(Collected data entries)
***

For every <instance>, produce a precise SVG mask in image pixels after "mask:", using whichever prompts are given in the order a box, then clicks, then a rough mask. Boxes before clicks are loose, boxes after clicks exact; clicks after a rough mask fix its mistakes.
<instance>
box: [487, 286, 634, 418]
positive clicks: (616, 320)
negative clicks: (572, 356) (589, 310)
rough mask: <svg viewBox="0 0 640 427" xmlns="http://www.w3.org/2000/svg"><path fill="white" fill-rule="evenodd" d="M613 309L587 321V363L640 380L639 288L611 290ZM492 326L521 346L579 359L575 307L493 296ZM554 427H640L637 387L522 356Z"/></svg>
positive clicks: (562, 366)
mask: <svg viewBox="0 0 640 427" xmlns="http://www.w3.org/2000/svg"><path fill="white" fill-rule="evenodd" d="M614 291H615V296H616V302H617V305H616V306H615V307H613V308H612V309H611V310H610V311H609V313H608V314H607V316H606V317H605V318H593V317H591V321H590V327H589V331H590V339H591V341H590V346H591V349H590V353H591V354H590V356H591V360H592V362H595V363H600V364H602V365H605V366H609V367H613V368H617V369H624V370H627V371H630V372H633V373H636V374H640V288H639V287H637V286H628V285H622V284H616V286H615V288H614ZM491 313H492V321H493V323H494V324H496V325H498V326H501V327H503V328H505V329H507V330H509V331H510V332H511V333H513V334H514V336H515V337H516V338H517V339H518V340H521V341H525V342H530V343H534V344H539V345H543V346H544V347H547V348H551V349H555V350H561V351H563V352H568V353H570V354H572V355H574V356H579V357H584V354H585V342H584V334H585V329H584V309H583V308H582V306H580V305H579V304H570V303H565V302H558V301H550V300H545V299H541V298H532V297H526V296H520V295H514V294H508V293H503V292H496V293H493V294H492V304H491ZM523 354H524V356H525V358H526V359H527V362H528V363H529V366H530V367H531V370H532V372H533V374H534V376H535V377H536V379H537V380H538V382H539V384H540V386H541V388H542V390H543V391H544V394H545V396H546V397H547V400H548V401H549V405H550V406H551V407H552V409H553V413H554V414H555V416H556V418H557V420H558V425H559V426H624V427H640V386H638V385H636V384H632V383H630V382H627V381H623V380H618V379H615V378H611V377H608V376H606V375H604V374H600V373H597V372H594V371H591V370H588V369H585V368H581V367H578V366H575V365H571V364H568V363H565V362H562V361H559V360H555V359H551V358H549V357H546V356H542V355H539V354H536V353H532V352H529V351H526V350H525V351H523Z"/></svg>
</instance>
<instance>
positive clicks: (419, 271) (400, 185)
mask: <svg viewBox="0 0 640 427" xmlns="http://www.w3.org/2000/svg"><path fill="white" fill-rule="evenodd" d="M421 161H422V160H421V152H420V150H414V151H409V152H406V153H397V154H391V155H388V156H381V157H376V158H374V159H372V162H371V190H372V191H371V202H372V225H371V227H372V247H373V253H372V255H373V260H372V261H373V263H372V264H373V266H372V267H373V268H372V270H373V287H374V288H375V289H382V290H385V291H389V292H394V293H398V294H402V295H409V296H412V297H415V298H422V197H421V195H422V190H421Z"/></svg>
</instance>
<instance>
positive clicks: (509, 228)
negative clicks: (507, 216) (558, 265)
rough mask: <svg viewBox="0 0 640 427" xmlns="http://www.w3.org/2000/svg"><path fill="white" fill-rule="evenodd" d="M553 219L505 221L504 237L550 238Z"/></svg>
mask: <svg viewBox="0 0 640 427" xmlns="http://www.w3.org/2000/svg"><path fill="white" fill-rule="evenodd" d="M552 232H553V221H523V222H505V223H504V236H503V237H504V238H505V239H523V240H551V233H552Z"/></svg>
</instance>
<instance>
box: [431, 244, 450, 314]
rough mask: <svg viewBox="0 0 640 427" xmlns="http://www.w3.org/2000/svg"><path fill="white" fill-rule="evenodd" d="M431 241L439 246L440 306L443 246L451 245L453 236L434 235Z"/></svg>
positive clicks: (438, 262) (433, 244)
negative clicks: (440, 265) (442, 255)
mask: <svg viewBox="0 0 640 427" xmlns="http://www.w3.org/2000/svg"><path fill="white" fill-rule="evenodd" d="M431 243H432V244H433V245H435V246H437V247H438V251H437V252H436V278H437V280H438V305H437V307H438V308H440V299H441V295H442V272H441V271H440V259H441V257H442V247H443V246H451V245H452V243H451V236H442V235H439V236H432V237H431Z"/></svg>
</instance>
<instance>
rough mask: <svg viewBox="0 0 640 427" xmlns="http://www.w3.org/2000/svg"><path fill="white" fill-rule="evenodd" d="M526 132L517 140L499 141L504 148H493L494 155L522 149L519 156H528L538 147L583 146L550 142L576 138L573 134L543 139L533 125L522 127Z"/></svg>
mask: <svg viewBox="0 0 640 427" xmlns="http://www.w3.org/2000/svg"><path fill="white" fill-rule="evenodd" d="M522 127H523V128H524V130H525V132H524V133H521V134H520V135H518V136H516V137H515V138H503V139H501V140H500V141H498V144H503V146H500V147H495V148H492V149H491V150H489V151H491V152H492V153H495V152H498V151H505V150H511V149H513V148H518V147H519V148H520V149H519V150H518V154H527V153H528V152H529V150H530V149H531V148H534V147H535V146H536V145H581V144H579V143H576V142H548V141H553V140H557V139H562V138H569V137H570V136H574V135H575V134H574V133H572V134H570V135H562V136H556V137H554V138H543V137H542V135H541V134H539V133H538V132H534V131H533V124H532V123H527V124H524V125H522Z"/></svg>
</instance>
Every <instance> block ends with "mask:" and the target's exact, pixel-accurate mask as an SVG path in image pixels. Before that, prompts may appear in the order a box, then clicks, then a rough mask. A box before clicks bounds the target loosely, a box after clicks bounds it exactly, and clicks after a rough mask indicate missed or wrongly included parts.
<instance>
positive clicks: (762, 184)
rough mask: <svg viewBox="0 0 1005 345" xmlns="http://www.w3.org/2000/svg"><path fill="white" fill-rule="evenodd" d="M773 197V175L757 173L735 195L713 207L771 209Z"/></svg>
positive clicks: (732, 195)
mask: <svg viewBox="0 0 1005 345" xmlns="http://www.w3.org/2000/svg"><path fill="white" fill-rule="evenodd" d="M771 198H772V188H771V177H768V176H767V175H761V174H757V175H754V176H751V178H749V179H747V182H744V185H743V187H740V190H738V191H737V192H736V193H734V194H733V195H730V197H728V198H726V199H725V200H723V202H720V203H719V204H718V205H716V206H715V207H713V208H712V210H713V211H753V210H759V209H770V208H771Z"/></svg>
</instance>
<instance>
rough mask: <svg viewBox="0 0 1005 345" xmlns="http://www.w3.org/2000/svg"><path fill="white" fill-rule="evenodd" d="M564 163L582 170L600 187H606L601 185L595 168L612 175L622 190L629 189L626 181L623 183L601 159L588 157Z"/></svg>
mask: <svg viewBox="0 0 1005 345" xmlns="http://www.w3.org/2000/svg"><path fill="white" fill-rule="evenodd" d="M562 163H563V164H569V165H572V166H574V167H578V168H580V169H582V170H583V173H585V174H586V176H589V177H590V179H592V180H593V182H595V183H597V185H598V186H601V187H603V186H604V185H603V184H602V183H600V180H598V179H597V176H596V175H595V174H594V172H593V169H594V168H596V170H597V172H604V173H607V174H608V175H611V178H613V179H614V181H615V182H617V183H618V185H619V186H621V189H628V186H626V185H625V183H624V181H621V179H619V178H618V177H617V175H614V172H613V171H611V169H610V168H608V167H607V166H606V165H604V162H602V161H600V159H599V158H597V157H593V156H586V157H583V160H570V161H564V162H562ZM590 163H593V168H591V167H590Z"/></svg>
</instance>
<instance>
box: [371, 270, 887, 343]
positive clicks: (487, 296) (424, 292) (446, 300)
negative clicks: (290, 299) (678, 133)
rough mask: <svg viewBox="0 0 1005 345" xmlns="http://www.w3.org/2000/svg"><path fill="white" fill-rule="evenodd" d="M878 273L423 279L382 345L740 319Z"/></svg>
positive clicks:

***

(WHAT IS BEING ASKED): Where the line containing "negative clicks: (290, 299) (678, 133)" appears, start copying, and go on exactly through the last line of the data.

(TASK OUTPUT):
negative clicks: (290, 299) (678, 133)
rough mask: <svg viewBox="0 0 1005 345" xmlns="http://www.w3.org/2000/svg"><path fill="white" fill-rule="evenodd" d="M878 273L423 279L382 345L740 319Z"/></svg>
positive clicks:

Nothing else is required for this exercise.